**Work to complete**
Set down, without alteration, the lines from the one that contains "Q: Locate the ski helmet" through the final line of the material below.

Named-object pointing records
===============

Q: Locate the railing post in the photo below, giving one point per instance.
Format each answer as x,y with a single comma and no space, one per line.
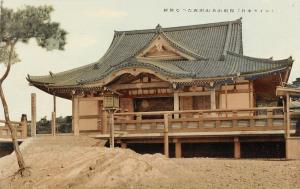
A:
234,118
288,119
200,124
112,130
166,133
237,148
53,124
75,116
270,117
24,125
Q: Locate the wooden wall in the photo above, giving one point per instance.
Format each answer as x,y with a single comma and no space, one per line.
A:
90,114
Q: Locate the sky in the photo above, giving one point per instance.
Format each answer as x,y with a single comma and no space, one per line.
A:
274,32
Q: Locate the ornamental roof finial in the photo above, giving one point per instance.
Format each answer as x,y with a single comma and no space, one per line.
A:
158,28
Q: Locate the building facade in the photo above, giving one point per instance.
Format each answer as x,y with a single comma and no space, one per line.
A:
193,82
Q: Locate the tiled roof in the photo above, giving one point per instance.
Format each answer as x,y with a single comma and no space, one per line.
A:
216,48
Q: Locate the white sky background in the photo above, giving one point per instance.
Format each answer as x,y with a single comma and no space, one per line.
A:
91,23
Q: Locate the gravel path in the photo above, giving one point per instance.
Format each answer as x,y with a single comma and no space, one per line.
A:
81,162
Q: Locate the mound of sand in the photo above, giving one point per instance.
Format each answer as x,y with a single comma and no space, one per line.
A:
81,162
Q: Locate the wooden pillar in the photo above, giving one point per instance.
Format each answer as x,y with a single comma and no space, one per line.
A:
166,133
176,104
213,99
105,122
237,148
178,152
75,115
123,145
288,119
112,131
53,124
33,114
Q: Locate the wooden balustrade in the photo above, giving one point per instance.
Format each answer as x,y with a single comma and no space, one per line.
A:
21,129
252,119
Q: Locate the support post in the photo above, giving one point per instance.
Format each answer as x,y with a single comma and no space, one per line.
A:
166,133
213,99
54,103
237,148
53,124
33,114
251,104
75,120
288,119
176,104
112,130
178,152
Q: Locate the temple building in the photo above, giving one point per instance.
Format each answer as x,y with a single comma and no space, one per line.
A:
179,86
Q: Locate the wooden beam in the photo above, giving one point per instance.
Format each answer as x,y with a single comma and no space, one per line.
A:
75,115
213,99
288,119
141,85
251,99
237,148
166,133
33,114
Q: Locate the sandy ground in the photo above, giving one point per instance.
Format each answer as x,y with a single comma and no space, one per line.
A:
80,162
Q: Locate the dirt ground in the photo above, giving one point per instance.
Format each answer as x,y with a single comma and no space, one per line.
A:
81,162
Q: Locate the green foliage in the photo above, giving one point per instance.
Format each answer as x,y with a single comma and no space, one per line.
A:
27,23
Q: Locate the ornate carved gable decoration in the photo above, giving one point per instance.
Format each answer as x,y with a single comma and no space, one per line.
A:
160,49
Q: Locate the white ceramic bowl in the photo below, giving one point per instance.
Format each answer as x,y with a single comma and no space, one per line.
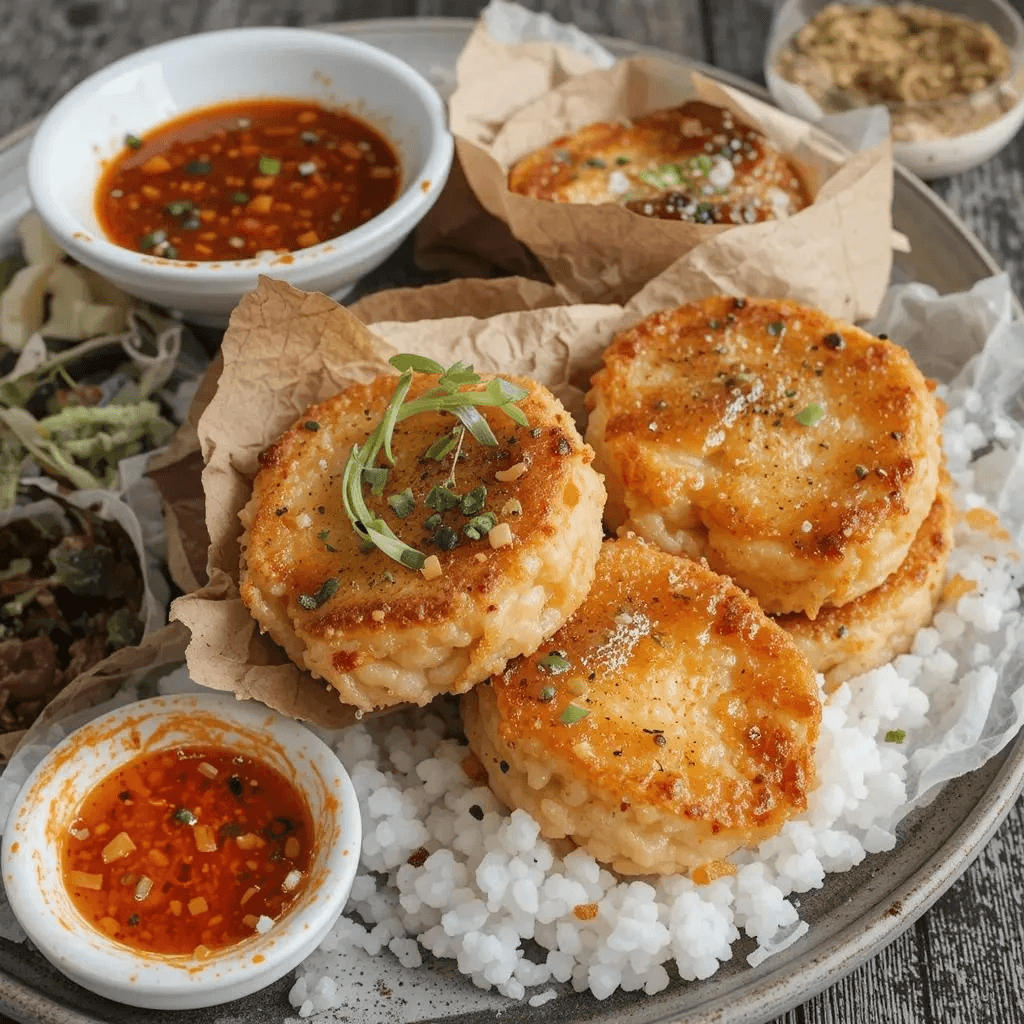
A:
927,158
139,92
48,804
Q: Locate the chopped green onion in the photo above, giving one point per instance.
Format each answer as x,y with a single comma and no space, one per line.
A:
402,503
312,601
810,415
446,396
472,503
376,476
573,714
554,664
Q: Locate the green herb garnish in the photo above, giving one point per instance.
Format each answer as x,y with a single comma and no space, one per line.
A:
554,664
573,714
472,503
445,396
402,503
312,601
810,415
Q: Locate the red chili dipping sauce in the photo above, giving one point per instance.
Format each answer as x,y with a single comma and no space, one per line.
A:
188,850
228,181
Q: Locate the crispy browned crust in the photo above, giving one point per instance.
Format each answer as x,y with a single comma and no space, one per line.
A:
298,534
700,410
699,708
585,166
844,641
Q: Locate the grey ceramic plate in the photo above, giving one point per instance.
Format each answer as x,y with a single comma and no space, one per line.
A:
852,918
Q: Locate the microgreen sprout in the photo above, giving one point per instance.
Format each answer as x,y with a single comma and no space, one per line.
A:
445,396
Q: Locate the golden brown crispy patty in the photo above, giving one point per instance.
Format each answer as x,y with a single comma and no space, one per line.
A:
863,634
675,724
385,633
796,453
695,162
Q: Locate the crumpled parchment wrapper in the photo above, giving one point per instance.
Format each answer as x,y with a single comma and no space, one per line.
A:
286,349
514,97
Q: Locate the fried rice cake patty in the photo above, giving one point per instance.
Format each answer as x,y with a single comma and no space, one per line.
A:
388,634
682,727
798,454
695,162
850,639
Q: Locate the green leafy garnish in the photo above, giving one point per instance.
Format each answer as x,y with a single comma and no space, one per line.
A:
472,503
445,396
810,415
312,601
554,664
402,503
573,714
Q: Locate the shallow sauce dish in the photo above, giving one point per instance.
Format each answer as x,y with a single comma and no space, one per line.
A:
88,127
49,802
929,158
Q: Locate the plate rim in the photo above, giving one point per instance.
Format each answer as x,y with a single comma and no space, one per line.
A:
785,987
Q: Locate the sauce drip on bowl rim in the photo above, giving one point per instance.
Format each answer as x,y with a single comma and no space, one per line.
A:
238,179
187,850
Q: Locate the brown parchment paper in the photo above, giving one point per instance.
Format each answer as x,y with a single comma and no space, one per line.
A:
285,349
836,254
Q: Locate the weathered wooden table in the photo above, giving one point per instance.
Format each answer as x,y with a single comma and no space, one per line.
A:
963,961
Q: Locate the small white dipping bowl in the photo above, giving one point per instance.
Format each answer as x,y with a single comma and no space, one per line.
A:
87,128
49,802
928,158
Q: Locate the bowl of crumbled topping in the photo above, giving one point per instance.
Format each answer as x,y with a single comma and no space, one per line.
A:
950,74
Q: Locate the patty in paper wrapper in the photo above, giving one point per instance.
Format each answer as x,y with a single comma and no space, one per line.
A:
377,631
798,454
694,162
669,723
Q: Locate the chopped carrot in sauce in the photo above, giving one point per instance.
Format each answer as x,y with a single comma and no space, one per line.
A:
207,845
244,166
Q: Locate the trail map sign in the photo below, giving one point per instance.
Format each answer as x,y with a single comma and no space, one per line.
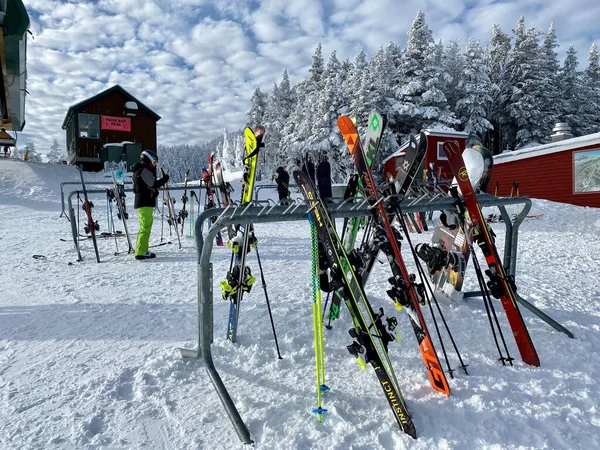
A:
115,123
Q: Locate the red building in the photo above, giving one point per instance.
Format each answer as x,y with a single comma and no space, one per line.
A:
113,115
435,152
566,171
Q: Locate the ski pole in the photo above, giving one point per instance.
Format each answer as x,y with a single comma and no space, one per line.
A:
264,283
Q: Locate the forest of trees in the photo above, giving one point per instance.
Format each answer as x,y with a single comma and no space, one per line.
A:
507,94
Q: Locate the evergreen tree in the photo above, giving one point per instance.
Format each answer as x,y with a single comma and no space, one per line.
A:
549,71
297,135
590,95
526,106
355,81
471,108
571,86
454,65
316,69
256,113
421,102
500,78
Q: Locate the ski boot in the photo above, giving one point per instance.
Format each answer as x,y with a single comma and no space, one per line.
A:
87,229
435,257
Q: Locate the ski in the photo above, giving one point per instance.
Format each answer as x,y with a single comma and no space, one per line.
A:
183,213
119,195
370,335
501,285
172,217
210,197
239,278
403,292
377,124
91,226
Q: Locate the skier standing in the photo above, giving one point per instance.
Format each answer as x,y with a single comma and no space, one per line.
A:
145,187
282,178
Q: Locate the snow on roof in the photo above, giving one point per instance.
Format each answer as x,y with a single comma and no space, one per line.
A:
445,132
546,149
117,144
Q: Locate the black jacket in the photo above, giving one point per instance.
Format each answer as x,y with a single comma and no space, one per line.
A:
145,186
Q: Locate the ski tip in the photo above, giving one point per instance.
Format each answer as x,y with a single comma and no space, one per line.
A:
346,125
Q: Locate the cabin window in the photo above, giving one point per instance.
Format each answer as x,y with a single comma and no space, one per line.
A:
89,126
441,153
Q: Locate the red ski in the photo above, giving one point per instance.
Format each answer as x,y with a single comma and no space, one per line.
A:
501,285
380,215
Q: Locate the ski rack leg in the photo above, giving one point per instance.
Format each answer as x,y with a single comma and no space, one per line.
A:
204,246
510,261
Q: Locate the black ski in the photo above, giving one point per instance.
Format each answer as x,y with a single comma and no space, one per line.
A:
371,335
91,226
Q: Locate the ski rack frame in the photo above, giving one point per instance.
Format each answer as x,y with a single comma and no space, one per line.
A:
62,193
71,212
298,211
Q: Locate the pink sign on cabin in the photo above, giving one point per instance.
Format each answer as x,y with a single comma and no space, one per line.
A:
115,123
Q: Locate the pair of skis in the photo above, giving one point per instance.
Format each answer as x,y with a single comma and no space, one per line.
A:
403,290
238,269
370,336
500,284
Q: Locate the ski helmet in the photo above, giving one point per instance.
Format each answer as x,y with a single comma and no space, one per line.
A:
150,156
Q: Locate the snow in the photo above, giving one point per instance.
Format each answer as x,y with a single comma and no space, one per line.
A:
89,359
546,149
437,131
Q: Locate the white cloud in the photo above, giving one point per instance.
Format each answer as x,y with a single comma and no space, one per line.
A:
196,62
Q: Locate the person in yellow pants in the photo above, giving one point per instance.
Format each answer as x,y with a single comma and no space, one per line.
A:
145,187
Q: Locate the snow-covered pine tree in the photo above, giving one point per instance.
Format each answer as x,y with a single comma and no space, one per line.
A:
256,113
471,108
300,125
549,71
420,101
454,64
500,90
526,106
570,93
590,103
280,103
355,82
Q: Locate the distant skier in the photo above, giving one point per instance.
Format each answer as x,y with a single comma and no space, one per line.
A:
145,187
282,178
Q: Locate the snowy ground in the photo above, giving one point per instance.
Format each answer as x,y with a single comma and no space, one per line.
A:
89,360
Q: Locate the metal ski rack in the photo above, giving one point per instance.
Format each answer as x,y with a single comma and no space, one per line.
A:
94,183
297,211
71,210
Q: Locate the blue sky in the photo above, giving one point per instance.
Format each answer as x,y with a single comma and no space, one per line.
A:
196,62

===============

**Final result**
Q: Locate the ski helmet in the photo above, giving one point per instance.
Format each answer as x,y with a single comma and no space, one per line.
A:
150,156
Q: Locate the snow in the photo above, giving one point per instance.
Format each answer as x,y with a single comma and no space, one per line.
A:
89,359
546,149
437,131
Q: Locate the white cloud in the photo above, giving one point per instance.
Format each answer as x,y with a single comma and no space, one per line.
A:
196,62
Q: Locate the person in yellow pants in the photo above, giving one point per instance.
Format each answer as x,y with a single comma and no space, one per line.
A:
145,187
Q: Locate the snow-covered pine tree in the photo above, giving one point per instance.
Format each answer as x,y with a single comma and no space, one per line.
A:
256,113
471,108
300,125
549,71
420,101
454,64
500,90
526,106
570,93
590,103
280,103
355,82
Q: Locate the distant skier in the photo above, giving one point per instance.
Format each answer as x,y with a single comma and no space, one per line.
A:
145,187
282,178
Q: Locate the snowy ground in the photo above, giving one point per instance.
Format each answer as x,y with a single comma and no space, one per line.
A:
89,360
Q: Locate the metal ski rack in the photo above, giving one point per instance.
Format each answer as x,y with a single comma and no space, one per line.
A:
94,183
297,211
71,210
Q: Locate the blue sky in the photo above, giving one point per instance.
Format each answer as x,y with a single comma and no space, one per line.
A:
196,62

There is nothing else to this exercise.